GIVEN INSTRUCTION>
The records below must be duplicated exactly, character for character.

RECORDS>
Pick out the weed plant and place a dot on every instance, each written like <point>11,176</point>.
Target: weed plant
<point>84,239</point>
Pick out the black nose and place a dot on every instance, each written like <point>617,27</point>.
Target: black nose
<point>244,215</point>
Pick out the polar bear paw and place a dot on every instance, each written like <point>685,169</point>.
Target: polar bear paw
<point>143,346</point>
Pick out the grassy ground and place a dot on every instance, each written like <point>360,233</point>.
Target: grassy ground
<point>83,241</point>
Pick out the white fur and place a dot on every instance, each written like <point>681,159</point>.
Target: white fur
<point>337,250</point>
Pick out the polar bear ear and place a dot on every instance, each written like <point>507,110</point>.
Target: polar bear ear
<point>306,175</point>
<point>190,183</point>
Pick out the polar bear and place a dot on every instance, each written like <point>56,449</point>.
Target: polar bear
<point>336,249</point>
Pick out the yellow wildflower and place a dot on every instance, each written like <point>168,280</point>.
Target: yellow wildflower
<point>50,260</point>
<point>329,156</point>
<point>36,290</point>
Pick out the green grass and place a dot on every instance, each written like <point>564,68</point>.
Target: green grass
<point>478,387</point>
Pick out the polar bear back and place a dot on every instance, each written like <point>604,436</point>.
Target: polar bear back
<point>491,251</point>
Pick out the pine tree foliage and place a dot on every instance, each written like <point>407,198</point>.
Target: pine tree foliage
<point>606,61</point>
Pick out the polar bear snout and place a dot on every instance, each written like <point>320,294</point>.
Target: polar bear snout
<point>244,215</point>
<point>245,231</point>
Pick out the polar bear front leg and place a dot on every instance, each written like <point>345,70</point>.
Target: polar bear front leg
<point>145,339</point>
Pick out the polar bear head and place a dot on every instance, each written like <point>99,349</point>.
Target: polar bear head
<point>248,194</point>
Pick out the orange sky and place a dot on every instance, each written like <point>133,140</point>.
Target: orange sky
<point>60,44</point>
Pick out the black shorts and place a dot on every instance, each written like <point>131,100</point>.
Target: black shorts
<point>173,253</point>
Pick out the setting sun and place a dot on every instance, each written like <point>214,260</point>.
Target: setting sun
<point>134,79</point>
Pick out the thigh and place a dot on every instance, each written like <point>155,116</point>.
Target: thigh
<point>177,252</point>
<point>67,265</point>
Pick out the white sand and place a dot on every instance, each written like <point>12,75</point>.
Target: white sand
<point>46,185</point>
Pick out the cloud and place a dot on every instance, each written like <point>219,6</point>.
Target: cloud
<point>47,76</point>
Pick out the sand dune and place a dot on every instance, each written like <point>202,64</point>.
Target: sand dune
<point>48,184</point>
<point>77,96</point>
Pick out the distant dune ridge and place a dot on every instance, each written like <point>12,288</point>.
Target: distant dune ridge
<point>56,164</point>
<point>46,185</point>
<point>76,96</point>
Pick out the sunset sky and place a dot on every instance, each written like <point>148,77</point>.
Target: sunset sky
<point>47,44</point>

WORKED SOLUTION>
Pick out the weed plant and place a dot on every instance, each written like <point>11,176</point>.
Target: weed plant
<point>84,239</point>
Pick out the black nose and place a dot on every instance, each written like <point>617,27</point>.
Target: black nose
<point>244,215</point>
Pick out the polar bear paw and place a dot on every instance, each written like <point>685,169</point>.
Target: polar bear paw
<point>143,346</point>
Pick out the grassy ground and place a dot on every instance, each written like <point>360,233</point>.
Target: grassy ground
<point>83,241</point>
Pick out the white fur and place a dot on every instance, each written like <point>681,159</point>.
Target: white fur
<point>337,250</point>
Pick out the polar bear ear and place a dot on every instance, each written like <point>507,110</point>.
Target: polar bear ear
<point>306,175</point>
<point>190,183</point>
Pick out the polar bear and place a dot on every instance, each written like <point>56,449</point>.
Target: polar bear
<point>336,249</point>
Pick out the yellow wildflower and place a dot on every instance, each written like <point>168,280</point>.
Target: yellow wildflower
<point>50,260</point>
<point>329,156</point>
<point>36,290</point>
Pick out the green grass and place a dot on every instance, each written like <point>564,68</point>.
Target: green grass
<point>478,387</point>
Pick out the polar bear back and place a dot on every instance, each written like <point>604,436</point>.
Target: polar bear back
<point>491,251</point>
Pick out the pine tree foliage and place a dot on every instance, each written like <point>407,198</point>.
Target: pine tree foliage
<point>606,61</point>
Pick out the polar bear snout and place a dot on every instance, each written like <point>320,294</point>.
Target: polar bear snout
<point>244,215</point>
<point>245,231</point>
Pick out the polar bear front leg and place a dot on every instance, each written like <point>345,70</point>.
Target: polar bear front leg
<point>145,339</point>
Pick out the polar bear head and place a dot on every instance, each written like <point>99,349</point>.
Target: polar bear head
<point>248,194</point>
Pick out the orange sky and place a dot on every instance, each written like <point>133,140</point>.
Target: orange sky
<point>60,44</point>
Pick out the black shorts and place a dot on every instance, each written like <point>131,100</point>.
Target: black shorts
<point>173,253</point>
Pick out the setting sun and place a dot on every instance, each written like <point>214,260</point>.
Target: setting sun
<point>134,79</point>
Pick out the thigh and place a dot on every instance, each written like <point>155,116</point>.
Target: thigh
<point>177,252</point>
<point>67,265</point>
Pick out the white sand and place a dot on every instance, each written like <point>12,75</point>.
Target: white sand
<point>46,185</point>
Pick out the cloud and place a dot on every instance, each written like <point>219,6</point>.
Target: cloud
<point>47,76</point>
Pick out the sand dune and place a dot on every instance, each written like <point>202,64</point>.
Target: sand dune
<point>48,184</point>
<point>77,96</point>
Pick out the distant dune ridge and place a dot on every instance, each written like <point>12,288</point>.
Target: distant dune ridge
<point>56,164</point>
<point>46,185</point>
<point>76,96</point>
Pick out the sunset sky and place a dot on every instance, each written like <point>148,77</point>.
Target: sunset sky
<point>47,44</point>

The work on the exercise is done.